▸ Trecho selecionado
Pensei em Jesus, obviamente. E fiz o que o título deste relato sugere, perguntei-me o que Jesus faria. Não precisei pensar muito para deduzir, é claro. Jesus diria algo como "Mergulhes em um rio sete vezes e vai em paz, pregando a palavra de Deus. E assim nunca mais beberás." Seria simples, fácil. Um milagre ao custo de míseras duas frases. Mas eu não tinha esse poder: o que eu faria seria ajudar alguém sem o curar de sua doença. Sim, doença, porque é bem provável que aquele homem fosse mesmo um alcoólatra. É nessas horas que você sente vontade de ser Jesus. Como aqueles pastores que vemos na televisão, sabe. Realizando milagres ao vivo em rede nacional. Não que eles sejam Jesus de fato, mas com certeza assim como eu eles também querem ser Jesus. Querem. Tudo fica bem mais fácil quando se é Jesus, inclusive fundar uma religião mundial milenar ou juntar centenas de miseráveis em uma igreja e fazerem te ouvir gritar durante horas.

Pois bem, eu não sou Jesus e não gosto de ficar no mundo do "E se". Não sou Jesus e ponto, não há nada para reclamar. Mas não sendo Jesus, como eu faria para ajudar aquele homem? Arranquei de meu caderno um pedaço de folha e escrevi as três famosas palavras, Deus te Abençoe. A ideia seria colocar esse papelzinho dentro da sacola junto com a comida. Infelizmente o meu questionamento principal não se elucidava apenas com isso. Eu devia ou não devia ajudar aquele homem? Talvez o próprio Deus estivesse o castigando por ter feito coisas ruins, e talvez não coubesse a mim alimentá-lo. Ele estava juntando latinhas, ia conseguir comer algo. Não morreria de fome. Com certeza não apenas comeria como também beberia algo. Alguém como ele tinha jeito de quem bebia, entende? Definitivamente bebia. Era um morador de rua na rodoviária afinal de contas. E não o único.

▸ Dados registrados
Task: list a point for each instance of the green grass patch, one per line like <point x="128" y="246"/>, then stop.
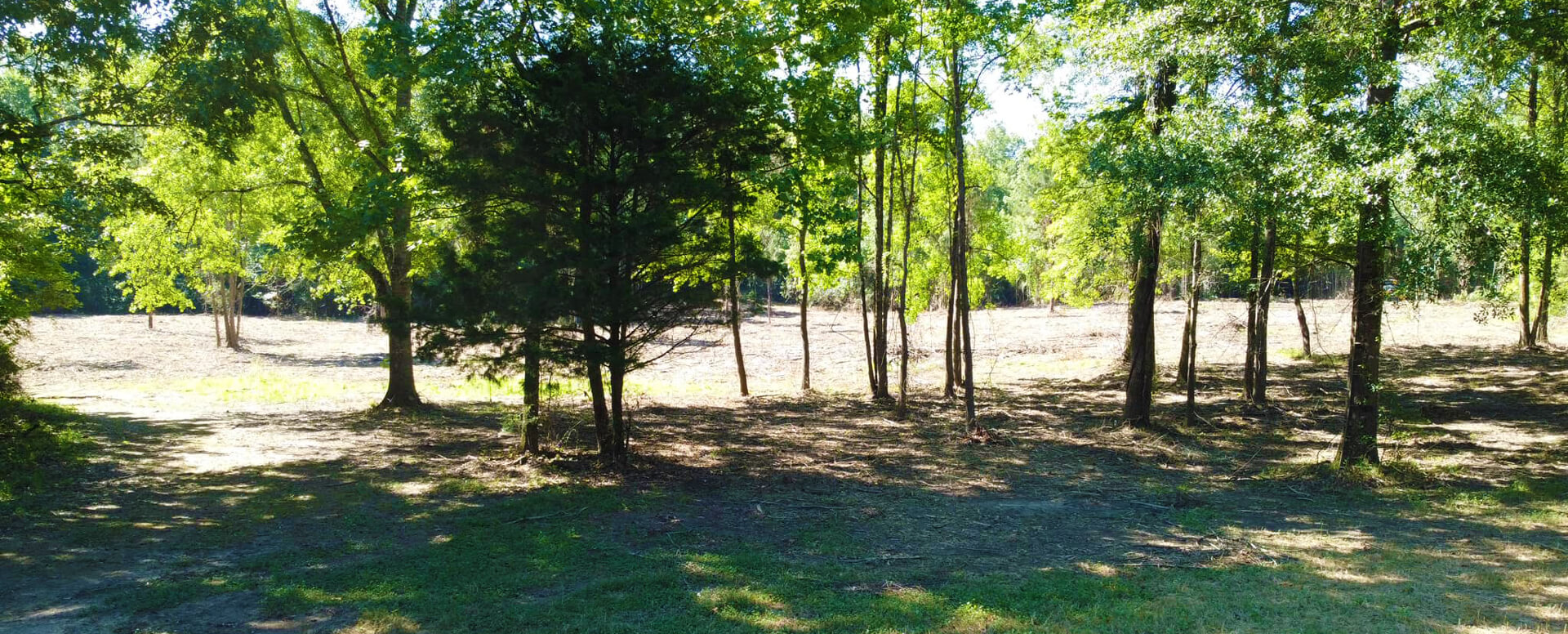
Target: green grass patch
<point x="41" y="446"/>
<point x="265" y="386"/>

▸ Suas instruções
Liste, na ordem em que aparecem, todas as frases do trecho selecionado que terminam com ponto de interrogação.

▸ Problema resolvido
1. Mas não sendo Jesus, como eu faria para ajudar aquele homem?
2. Eu devia ou não devia ajudar aquele homem?
3. Alguém como ele tinha jeito de quem bebia, entende?